_Aim 1_: Name every person the sailing story excerpt identifies by name, using the full name the text gives.

───── Selected excerpt

Global Voyage

A Story About Sailing Around the World

Ray & Jenny aboard the ketch Suka

3 years, 35,000 miles, Nov 1982 - Jan 1986

Ray & Jenny Jardine

Chapter 10: The Great Barrier Reef page 75 of 109

Late afternoon, a trawler steamed into "our" bay and anchored directly astern, a positively displeasing act. After last night's encounters, we were in no moods to endure more of these ubiquitous fishermen's discourteous capers.


The San Michelle.

Directly, the skipper hollered to us, "We're having prawns and rice if you two would like to come join us for tea."

This gesture came unexpected; the man seemed friendly, and appeared atypical of the stereotyped, unrefined and roguish characters usually seen aboard the prawn trawlers. The sight of a woman aboard, apparently the fellow's wife, further lessened our suspicions.


Jim and Hannah Weir aboard the San Michelle.

──────────
───── Extracted material

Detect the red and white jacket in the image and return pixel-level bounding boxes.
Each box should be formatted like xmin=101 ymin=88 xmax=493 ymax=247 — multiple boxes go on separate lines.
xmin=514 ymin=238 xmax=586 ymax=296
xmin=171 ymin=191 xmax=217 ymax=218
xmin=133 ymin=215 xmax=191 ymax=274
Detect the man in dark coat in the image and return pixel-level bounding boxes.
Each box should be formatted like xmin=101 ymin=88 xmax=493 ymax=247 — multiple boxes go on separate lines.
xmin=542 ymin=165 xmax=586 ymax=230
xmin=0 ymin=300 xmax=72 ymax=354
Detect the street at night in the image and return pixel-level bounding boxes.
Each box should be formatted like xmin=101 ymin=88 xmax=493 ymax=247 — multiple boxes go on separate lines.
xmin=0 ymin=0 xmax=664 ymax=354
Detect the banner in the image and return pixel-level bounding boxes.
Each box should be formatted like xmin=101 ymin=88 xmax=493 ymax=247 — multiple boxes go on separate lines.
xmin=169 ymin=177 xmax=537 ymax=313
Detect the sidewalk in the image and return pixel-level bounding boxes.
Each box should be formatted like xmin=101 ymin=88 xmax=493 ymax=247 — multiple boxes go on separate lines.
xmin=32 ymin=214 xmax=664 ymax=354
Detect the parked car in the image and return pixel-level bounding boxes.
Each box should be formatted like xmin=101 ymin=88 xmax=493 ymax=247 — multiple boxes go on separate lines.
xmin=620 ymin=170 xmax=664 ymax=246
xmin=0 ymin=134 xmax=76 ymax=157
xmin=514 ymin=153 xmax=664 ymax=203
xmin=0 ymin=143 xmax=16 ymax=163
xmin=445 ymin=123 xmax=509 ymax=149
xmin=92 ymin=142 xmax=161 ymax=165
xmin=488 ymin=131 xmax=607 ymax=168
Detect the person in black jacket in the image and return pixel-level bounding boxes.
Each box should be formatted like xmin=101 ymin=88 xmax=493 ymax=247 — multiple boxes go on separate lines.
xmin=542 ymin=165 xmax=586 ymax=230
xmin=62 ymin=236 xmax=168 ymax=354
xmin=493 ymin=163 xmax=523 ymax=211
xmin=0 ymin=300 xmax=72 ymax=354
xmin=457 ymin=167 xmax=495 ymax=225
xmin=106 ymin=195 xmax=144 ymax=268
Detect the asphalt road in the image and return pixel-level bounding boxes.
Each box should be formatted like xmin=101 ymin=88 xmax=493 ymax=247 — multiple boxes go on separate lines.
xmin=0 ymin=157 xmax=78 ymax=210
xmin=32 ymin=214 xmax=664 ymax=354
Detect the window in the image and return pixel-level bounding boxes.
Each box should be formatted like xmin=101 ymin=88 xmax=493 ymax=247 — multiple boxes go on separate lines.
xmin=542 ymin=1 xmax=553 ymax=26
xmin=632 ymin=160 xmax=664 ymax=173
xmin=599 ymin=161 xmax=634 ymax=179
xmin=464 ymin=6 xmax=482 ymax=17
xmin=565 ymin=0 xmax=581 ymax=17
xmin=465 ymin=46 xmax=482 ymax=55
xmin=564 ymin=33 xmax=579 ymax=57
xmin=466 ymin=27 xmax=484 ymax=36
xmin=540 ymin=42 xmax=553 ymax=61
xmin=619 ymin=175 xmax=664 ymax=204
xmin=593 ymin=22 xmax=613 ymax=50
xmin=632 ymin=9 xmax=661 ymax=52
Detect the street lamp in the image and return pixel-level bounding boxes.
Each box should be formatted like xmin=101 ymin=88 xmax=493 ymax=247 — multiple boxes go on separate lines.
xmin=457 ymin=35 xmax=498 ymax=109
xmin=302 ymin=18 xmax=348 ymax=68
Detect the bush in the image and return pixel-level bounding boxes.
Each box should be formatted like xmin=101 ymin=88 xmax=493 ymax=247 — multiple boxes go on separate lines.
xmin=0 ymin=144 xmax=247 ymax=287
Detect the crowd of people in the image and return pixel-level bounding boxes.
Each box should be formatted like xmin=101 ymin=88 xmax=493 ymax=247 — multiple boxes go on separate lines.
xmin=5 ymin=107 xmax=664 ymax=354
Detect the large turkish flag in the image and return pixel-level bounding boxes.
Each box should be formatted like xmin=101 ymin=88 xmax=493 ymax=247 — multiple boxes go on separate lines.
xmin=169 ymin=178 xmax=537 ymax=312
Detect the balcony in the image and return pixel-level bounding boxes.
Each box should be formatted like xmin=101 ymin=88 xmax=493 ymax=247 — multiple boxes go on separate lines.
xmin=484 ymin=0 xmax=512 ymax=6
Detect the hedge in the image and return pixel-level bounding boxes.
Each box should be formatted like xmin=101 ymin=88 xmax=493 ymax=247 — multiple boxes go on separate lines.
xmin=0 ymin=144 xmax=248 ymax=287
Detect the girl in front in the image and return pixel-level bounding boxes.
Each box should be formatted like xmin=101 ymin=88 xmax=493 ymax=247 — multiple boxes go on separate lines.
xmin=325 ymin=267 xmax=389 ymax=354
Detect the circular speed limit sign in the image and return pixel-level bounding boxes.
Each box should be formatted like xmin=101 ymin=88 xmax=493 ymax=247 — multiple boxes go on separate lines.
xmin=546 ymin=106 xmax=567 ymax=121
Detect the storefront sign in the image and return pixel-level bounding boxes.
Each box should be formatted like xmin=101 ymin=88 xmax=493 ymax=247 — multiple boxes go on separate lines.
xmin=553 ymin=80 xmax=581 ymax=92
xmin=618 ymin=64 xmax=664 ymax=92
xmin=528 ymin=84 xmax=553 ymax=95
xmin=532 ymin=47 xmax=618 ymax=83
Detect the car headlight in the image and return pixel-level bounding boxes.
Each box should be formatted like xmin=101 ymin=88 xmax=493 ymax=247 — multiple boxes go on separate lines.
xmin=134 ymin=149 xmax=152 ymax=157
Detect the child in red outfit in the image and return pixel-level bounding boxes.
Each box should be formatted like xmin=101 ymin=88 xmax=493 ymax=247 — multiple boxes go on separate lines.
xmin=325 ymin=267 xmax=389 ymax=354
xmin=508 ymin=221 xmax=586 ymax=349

──────────

_Aim 2_: In the labeling rows, begin at the line that has "Detect the window" and stop after the line that has "xmin=302 ymin=18 xmax=348 ymax=68". Arrange those lines as a Markdown table with the columns No. and Line.

_Task result 1_:
- Ray Jardine
- Jenny Jardine
- Jim Weir
- Hannah Weir

_Task result 2_:
| No. | Line |
|---|---|
| 1 | Detect the window in the image and return pixel-level bounding boxes. |
| 2 | Each box should be formatted like xmin=101 ymin=88 xmax=493 ymax=247 — multiple boxes go on separate lines. |
| 3 | xmin=542 ymin=1 xmax=553 ymax=26 |
| 4 | xmin=632 ymin=160 xmax=664 ymax=173 |
| 5 | xmin=599 ymin=161 xmax=634 ymax=179 |
| 6 | xmin=464 ymin=6 xmax=482 ymax=17 |
| 7 | xmin=565 ymin=0 xmax=581 ymax=17 |
| 8 | xmin=465 ymin=46 xmax=482 ymax=55 |
| 9 | xmin=564 ymin=33 xmax=579 ymax=57 |
| 10 | xmin=466 ymin=27 xmax=484 ymax=36 |
| 11 | xmin=540 ymin=42 xmax=553 ymax=61 |
| 12 | xmin=619 ymin=175 xmax=664 ymax=204 |
| 13 | xmin=593 ymin=22 xmax=613 ymax=50 |
| 14 | xmin=632 ymin=9 xmax=661 ymax=52 |
| 15 | Detect the street lamp in the image and return pixel-level bounding boxes. |
| 16 | Each box should be formatted like xmin=101 ymin=88 xmax=493 ymax=247 — multiple boxes go on separate lines. |
| 17 | xmin=457 ymin=35 xmax=498 ymax=109 |
| 18 | xmin=302 ymin=18 xmax=348 ymax=68 |